Trecho selecionado:
Estou preocupado, porque a nossa história é cheia de episódios e situações que se repetem mas que deles não se tem, pelos vistos, extraído quaisquer lições. De facto, passadas que são já algumas centenas de anos, quando os soberanos do Congo e do NDongo se deixaram baptizar; quando terceiros fomentaram discórdias entre eles, visando a sua divisão e consequente fragilização; quando os seus povos eram empobrecidos, explorados e escravizados, não se deram conta, na altura, ou deram-se conta quando já era tarde de mais, que tudo o que de facto haviam feito tinha sido abrir um caminho para o abismo da destruição, cujas consequências ainda estão tão presentes nas nossas vidas, dos que descendem desses soberanos. Enfim….


No entanto, quero falar de outras coisas mais importantes. Talvez mais importantes mesmo, ou talvez apenas diferentes, porque estas também afinal são importantes. Mas o que eu quero falar mesmo, é sobre a “alta finança”, onde Angola precisa estar para poder desenvolver-se. Deixem-me, antes de tudo, contextualizar o que quero dizer mais adiante.


Isto é o que eu penso, em função daquilo que sei: Americanos, Russos, Chineses e europeus, são especialistas em reverter a seu favor todas as circunstâncias que enfrentam, sejam elas boas ou más. E se não houver nenhuma circunstância para aproveitar, eles criam-na. Eles são assim. Quando não compreendem algo, estudam, investigam, até descobrir formas de reverter isso a seu favor. Porém nós, angolanos, somos bons a transformar circunstâncias boas em más e as más, ou então duvidosas, em situações ainda piores, sempre em nosso desfavor.
E, quando não entendemos algo, então, ao contrário dos outros, difamamos o que não entendemos, agindo como criaturas irracionais guiadas pelo instinto, e destruindo tudo à sua volta. Somos mesmo diferentes dos outros, especialmente os que referimos acima, ou seja, os americanos, os russos, os chineses e os europeus. Por isso são como são. Não é por serem brancos. O americano, no entanto, embora sendo mais novo que os outros, como país, é o mais forte deles todos. Nas circunstâncias que encontra ou produz no seu percurso, quase sempre é o que ganha mais. Vamos ver: na primeira guerra mundial, foram eles que emprestaram dinheiro aos europeus (aprisionando-os no mecanismo da dívida externa).

Linhas apresentadas:
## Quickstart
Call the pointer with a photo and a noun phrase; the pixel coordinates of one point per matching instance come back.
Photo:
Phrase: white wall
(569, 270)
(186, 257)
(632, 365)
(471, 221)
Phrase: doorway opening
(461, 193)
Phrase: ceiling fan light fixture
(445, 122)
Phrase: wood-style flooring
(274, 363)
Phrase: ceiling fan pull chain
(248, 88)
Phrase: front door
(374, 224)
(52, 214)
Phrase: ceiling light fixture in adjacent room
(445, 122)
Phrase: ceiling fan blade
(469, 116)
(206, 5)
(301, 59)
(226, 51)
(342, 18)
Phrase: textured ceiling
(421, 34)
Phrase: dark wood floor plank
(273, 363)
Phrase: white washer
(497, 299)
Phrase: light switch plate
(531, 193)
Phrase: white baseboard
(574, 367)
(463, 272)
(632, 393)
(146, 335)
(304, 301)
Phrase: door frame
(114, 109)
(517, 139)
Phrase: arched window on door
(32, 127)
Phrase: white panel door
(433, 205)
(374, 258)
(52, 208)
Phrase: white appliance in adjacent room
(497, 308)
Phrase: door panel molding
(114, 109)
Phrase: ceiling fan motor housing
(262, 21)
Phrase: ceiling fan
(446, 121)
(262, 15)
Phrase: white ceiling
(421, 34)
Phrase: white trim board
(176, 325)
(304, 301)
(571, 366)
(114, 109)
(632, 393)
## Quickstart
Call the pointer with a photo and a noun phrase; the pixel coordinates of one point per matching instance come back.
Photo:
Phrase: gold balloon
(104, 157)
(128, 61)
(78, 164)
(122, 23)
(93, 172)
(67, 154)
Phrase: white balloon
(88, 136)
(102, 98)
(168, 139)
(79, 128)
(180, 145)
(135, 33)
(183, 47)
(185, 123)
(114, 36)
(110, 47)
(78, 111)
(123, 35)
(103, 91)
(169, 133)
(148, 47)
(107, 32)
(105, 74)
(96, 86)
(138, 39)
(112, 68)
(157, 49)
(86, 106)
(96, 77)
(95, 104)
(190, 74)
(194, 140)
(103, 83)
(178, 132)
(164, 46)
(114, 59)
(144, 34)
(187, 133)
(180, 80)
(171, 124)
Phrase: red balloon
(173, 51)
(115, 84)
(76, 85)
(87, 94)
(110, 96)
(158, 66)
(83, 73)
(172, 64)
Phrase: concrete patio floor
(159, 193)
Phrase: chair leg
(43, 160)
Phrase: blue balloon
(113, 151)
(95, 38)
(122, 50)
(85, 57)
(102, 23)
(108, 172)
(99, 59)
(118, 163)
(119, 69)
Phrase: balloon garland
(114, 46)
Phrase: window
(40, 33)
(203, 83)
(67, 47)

Instrução dada A: Repita fielmente o trecho selecionado de "E, quando não" a "da dívida externa).".
Instrução dada B: Duplique sem qualquer alteração as linhas apresentadas, desde a linha com "Phrase: concrete patio floor" até à última dessas linhas, incluindo ambas as extremidades.

Resposta à tarefa A:
E, quando não entendemos algo, então, ao contrário dos outros, difamamos o que não entendemos, agindo como criaturas irracionais guiadas pelo instinto, e destruindo tudo à sua volta. Somos mesmo diferentes dos outros, especialmente os que referimos acima, ou seja, os americanos, os russos, os chineses e os europeus. Por isso são como são. Não é por serem brancos. O americano, no entanto, embora sendo mais novo que os outros, como país, é o mais forte deles todos. Nas circunstâncias que encontra ou produz no seu percurso, quase sempre é o que ganha mais. Vamos ver: na primeira guerra mundial, foram eles que emprestaram dinheiro aos europeus (aprisionando-os no mecanismo da dívida externa).

Resposta à tarefa B:
Phrase: concrete patio floor
(159, 193)
Phrase: chair leg
(43, 160)
Phrase: blue balloon
(113, 151)
(95, 38)
(122, 50)
(85, 57)
(102, 23)
(108, 172)
(99, 59)
(118, 163)
(119, 69)
Phrase: balloon garland
(114, 46)
Phrase: window
(40, 33)
(203, 83)
(67, 47)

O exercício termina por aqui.